BRIEF:
In the records below, the line containing "Task: locate the white trousers" is the first to keep. Retype it and all later lines exactly, through the end.
BEGIN EXTRACTED MATERIAL
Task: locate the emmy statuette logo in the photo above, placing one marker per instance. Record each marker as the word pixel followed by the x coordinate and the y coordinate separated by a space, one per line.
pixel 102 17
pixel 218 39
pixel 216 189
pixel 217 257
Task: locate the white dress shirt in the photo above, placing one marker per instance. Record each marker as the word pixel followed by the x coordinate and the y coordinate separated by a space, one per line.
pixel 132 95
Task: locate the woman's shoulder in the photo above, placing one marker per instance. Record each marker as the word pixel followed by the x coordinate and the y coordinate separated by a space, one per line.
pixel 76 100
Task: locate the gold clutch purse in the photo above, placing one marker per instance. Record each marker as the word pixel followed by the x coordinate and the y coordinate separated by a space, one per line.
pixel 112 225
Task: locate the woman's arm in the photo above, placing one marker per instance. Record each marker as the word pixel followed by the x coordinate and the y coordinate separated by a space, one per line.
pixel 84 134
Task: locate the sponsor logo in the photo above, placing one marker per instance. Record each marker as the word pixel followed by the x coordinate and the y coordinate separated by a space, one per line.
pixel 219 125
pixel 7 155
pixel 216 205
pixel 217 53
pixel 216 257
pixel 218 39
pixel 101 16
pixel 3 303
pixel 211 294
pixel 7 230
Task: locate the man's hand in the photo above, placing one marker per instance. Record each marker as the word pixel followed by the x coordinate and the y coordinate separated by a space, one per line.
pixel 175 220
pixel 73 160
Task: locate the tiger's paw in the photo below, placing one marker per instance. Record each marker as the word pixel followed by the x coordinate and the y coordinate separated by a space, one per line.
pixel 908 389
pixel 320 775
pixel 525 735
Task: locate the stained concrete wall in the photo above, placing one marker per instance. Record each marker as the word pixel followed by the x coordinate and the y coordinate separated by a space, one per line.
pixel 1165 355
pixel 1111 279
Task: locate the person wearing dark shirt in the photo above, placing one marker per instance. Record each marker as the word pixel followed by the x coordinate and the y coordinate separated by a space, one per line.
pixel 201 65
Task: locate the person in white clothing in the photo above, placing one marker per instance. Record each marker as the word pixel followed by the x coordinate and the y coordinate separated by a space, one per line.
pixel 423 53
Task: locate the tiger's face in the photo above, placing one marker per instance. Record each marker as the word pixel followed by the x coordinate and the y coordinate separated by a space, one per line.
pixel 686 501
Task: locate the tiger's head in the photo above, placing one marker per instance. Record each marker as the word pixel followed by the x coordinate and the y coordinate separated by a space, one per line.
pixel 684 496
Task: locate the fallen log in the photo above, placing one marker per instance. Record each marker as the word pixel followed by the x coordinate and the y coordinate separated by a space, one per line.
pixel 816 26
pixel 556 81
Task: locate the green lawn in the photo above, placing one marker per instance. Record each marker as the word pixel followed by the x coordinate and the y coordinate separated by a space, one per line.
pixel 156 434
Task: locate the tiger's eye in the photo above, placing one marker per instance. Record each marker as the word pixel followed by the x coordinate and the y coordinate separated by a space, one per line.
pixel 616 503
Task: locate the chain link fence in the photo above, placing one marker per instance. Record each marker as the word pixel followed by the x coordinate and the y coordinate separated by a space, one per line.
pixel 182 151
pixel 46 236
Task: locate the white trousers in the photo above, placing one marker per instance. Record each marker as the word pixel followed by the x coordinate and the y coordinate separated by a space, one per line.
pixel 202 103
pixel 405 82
END EXTRACTED MATERIAL
EXERCISE RESPONSE:
Task: locate the white trousers in the photo above, placing one marker per instance. Record each marker as the word pixel followed by the x coordinate and the y coordinate separated by a space, one per line.
pixel 202 103
pixel 405 82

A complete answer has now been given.